EXERCISE OBJECTIVE: Given the listing below, write out exactly the lines starting with the line that has "fence, one line per instance." and going on through the line that has "mesh, one line per instance.", both kept.

INFORMATION GIVEN:
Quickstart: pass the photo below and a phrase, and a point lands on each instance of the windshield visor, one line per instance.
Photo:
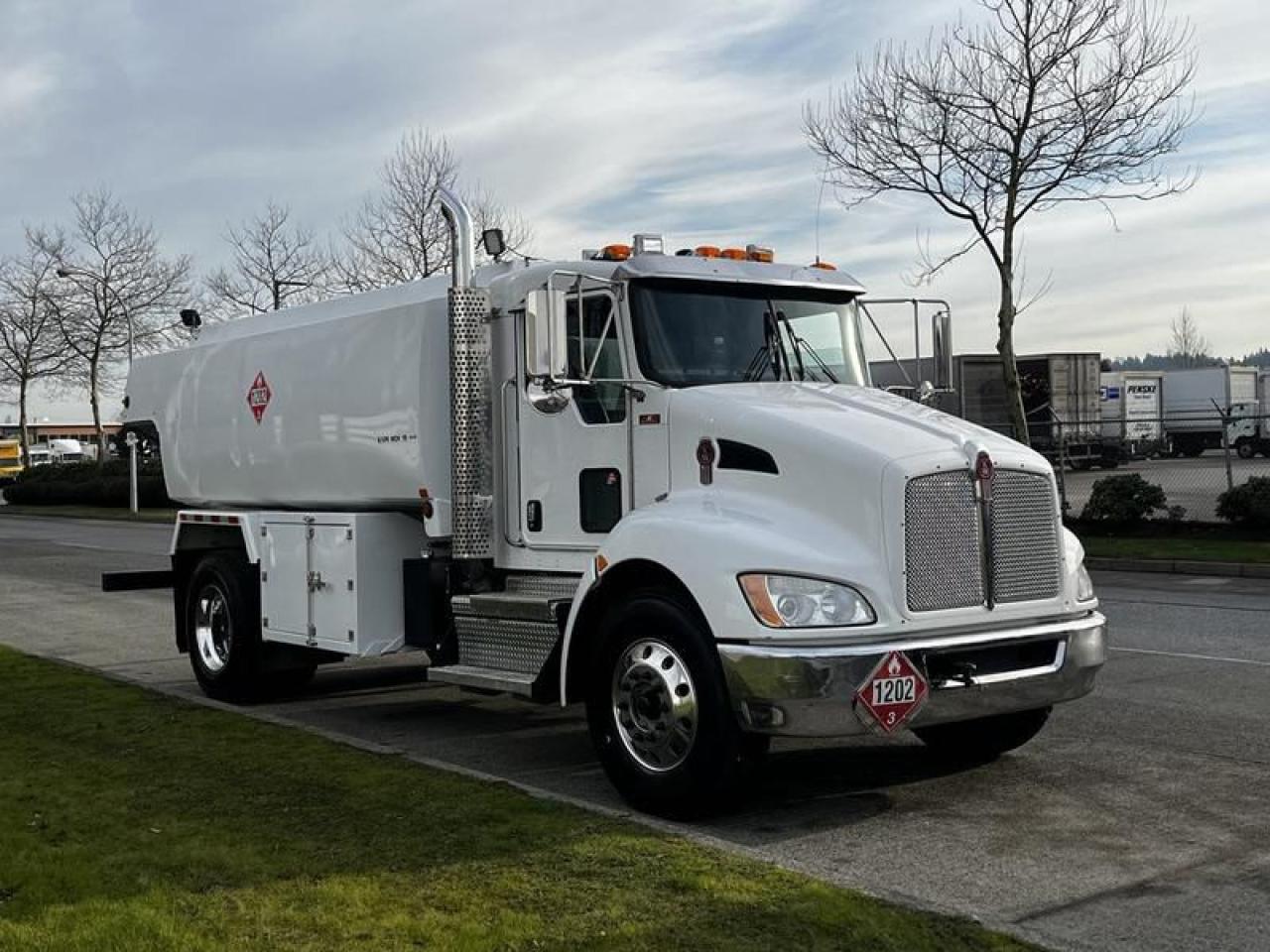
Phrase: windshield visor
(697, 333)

* * *

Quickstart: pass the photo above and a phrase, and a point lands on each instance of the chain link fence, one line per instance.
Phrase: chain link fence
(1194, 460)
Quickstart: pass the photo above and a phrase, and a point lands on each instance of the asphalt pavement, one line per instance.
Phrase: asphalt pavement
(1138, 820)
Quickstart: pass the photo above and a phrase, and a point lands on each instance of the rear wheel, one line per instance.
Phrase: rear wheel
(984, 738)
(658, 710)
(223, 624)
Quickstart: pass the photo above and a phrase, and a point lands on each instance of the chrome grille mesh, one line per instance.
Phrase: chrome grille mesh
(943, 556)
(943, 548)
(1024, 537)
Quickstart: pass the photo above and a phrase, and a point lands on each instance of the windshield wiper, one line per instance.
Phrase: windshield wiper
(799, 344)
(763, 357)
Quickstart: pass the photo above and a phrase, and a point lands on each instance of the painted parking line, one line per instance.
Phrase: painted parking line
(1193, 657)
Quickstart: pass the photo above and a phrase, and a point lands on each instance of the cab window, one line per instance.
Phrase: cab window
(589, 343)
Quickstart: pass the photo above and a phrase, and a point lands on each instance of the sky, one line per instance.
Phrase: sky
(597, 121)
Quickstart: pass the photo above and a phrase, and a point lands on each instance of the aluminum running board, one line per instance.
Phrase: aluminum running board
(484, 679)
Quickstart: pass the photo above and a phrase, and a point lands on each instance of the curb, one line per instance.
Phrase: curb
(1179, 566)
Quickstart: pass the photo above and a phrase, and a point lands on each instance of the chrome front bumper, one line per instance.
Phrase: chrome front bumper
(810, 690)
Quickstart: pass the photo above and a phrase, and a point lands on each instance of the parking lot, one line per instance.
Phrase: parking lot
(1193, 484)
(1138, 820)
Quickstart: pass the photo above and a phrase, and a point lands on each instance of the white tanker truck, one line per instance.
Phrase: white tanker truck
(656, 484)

REPLY TO THE TASK:
Quickstart: pass the photo above and a phrase, and a point lands on each instance of the chain link fence, one line per instance.
Phrase: chain link fence
(1194, 460)
Quickstart: pass the photo above and a phrase, and a point lands on each instance of the asphalt pavement, one line per instance.
Phrase: asphalt pavement
(1138, 820)
Quickstart: pass the photo above and a phrase, and a point lands on each instance of the rear wheel, one line per instance.
Phrase: rear wheel
(984, 738)
(658, 710)
(223, 624)
Quickstart: pass the photo above and a phrase, and a point lands on each instance of the chrome grille mesh, one line per instance.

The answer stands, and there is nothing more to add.